▶ _TO BE DONE_:
Repeat the data below verbatim, leaving out the pictures.

>> begin

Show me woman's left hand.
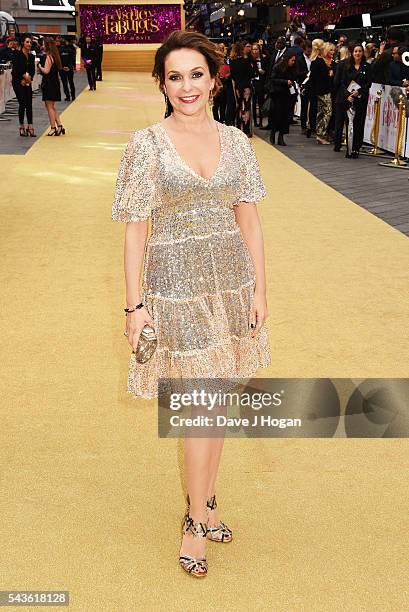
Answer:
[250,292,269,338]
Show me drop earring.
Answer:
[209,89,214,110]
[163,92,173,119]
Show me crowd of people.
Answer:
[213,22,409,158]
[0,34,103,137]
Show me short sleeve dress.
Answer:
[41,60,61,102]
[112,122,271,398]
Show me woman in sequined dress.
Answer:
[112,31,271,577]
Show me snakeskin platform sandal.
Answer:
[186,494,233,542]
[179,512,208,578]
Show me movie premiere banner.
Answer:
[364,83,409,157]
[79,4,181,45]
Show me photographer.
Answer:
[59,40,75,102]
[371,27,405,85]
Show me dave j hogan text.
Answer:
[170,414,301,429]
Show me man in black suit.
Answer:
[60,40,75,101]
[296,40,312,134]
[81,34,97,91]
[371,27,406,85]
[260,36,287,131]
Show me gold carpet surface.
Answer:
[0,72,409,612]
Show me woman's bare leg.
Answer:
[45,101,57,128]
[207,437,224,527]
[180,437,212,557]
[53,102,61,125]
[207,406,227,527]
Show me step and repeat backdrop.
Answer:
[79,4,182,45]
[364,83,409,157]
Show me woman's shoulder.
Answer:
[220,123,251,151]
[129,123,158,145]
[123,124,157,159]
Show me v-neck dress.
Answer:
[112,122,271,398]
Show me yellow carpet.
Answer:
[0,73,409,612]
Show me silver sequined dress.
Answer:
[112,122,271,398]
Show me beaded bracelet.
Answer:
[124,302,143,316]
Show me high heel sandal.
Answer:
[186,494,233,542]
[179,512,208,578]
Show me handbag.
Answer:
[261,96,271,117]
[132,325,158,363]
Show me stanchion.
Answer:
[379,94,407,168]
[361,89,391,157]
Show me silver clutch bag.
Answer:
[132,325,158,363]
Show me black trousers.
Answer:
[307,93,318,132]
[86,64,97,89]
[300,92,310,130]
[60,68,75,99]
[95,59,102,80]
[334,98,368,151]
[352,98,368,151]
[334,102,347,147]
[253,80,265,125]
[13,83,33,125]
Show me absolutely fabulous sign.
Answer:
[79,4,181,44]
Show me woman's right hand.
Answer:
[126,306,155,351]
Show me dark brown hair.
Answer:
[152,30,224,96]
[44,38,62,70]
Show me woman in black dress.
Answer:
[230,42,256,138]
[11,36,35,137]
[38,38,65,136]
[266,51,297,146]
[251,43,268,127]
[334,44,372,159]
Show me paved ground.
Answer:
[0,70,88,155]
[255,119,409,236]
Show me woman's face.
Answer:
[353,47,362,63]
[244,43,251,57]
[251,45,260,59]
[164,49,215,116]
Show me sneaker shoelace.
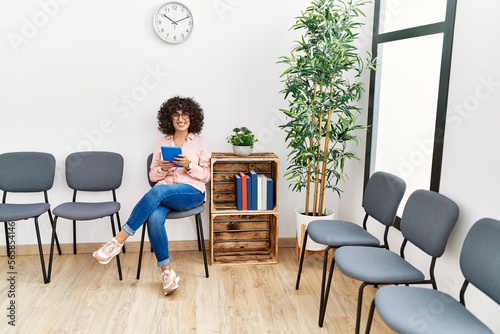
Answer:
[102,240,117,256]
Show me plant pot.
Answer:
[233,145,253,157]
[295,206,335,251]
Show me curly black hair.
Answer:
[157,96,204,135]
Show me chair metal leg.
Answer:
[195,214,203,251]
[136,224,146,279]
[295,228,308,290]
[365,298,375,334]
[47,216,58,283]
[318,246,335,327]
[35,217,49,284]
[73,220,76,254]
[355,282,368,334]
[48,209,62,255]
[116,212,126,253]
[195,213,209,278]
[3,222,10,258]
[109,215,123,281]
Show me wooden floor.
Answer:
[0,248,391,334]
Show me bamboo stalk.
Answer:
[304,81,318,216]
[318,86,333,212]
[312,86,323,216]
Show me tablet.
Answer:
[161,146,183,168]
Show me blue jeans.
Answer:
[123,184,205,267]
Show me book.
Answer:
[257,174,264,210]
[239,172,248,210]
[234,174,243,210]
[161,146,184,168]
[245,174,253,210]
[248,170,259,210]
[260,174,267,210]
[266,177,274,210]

>> end

▶ _WRITTEN ANSWER_:
Show me woman's left hand.
Answer:
[250,292,269,338]
Show me drop earring.
Answer:
[209,89,214,110]
[163,92,173,119]
Show me crowd of people.
Answer:
[213,22,409,158]
[0,34,103,137]
Show me short sleeve dress.
Answer:
[41,60,61,102]
[112,122,271,398]
Show me woman in sequined dress.
Answer:
[112,31,271,577]
Show me snakeskin platform sandal.
Answer:
[186,494,233,542]
[179,512,208,578]
Show me movie premiere banner.
Answer:
[364,83,409,157]
[79,4,181,45]
Show me photographer.
Answer:
[59,40,75,102]
[371,27,405,85]
Show me dave j hogan text.
Answer:
[170,414,301,429]
Show me man in black suit.
Answer:
[60,40,75,101]
[296,40,312,134]
[81,34,97,91]
[371,27,406,85]
[260,36,287,131]
Show me gold carpet surface.
Answer:
[0,72,409,612]
Show me woman's bare leg.
Answer:
[45,101,57,128]
[207,437,224,527]
[180,437,212,557]
[53,102,61,125]
[207,406,227,527]
Show me step and repeat backdrop.
Answer:
[79,4,182,45]
[364,83,409,157]
Show me woman's shoulder.
Answer:
[220,123,251,151]
[129,123,158,145]
[123,124,157,159]
Show me v-neck dress.
Answer:
[112,122,271,398]
Show me yellow carpet.
Answer:
[0,73,409,612]
Show me silver sequined dress.
Answer:
[112,122,271,398]
Show me beaded bracelet.
Answer:
[124,302,143,316]
Show me high heel sandal.
Answer:
[186,494,233,542]
[179,512,208,578]
Show me handbag.
Answer:
[261,96,271,117]
[132,325,158,363]
Show me stanchion.
Answer:
[379,94,407,168]
[361,89,391,157]
Show me silver clutch bag.
Answer:
[132,325,158,363]
Show me black trousers.
Answer:
[307,93,318,132]
[86,64,97,89]
[300,92,310,130]
[60,68,75,99]
[95,59,102,80]
[334,98,368,151]
[352,98,368,151]
[334,102,347,147]
[253,80,265,125]
[13,83,33,125]
Show me absolutely fabulous sign.
Answer:
[79,4,181,44]
Show me woman's right hand.
Answer:
[126,306,155,351]
Show me dark brown hair.
Answer:
[152,30,224,96]
[44,38,62,70]
Show me woman in black dress.
Answer:
[230,42,256,138]
[11,36,35,137]
[38,38,65,136]
[266,51,297,146]
[251,43,268,127]
[334,44,372,159]
Show me paved ground.
Answer:
[0,70,88,155]
[255,119,409,236]
Show me woman's face.
Answer:
[353,47,362,63]
[244,43,251,57]
[251,45,260,59]
[164,49,215,116]
Show me sneaker shoelace.
Answer:
[102,240,117,256]
Show me plant pot.
Answer:
[233,145,253,157]
[295,206,335,251]
Show me curly black hair.
Answer:
[157,96,204,135]
Show me chair metal leg.
Answer:
[195,214,203,251]
[136,224,146,279]
[295,228,308,290]
[365,298,375,334]
[47,216,58,283]
[318,246,335,327]
[35,217,49,284]
[73,220,76,254]
[355,282,368,334]
[48,209,62,255]
[116,212,126,253]
[195,213,209,278]
[3,222,10,258]
[109,215,123,281]
Show me wooden floor.
Answer:
[0,248,391,334]
Show me bamboo stalk.
Answer:
[304,81,318,216]
[318,86,333,212]
[312,86,323,216]
Show me tablet.
Answer:
[161,146,183,168]
Show me blue jeans.
Answer:
[123,184,205,267]
Show me book.
Answer:
[257,174,264,210]
[239,172,248,210]
[234,174,243,210]
[161,146,184,168]
[245,174,253,210]
[248,170,259,210]
[260,174,267,210]
[266,177,274,210]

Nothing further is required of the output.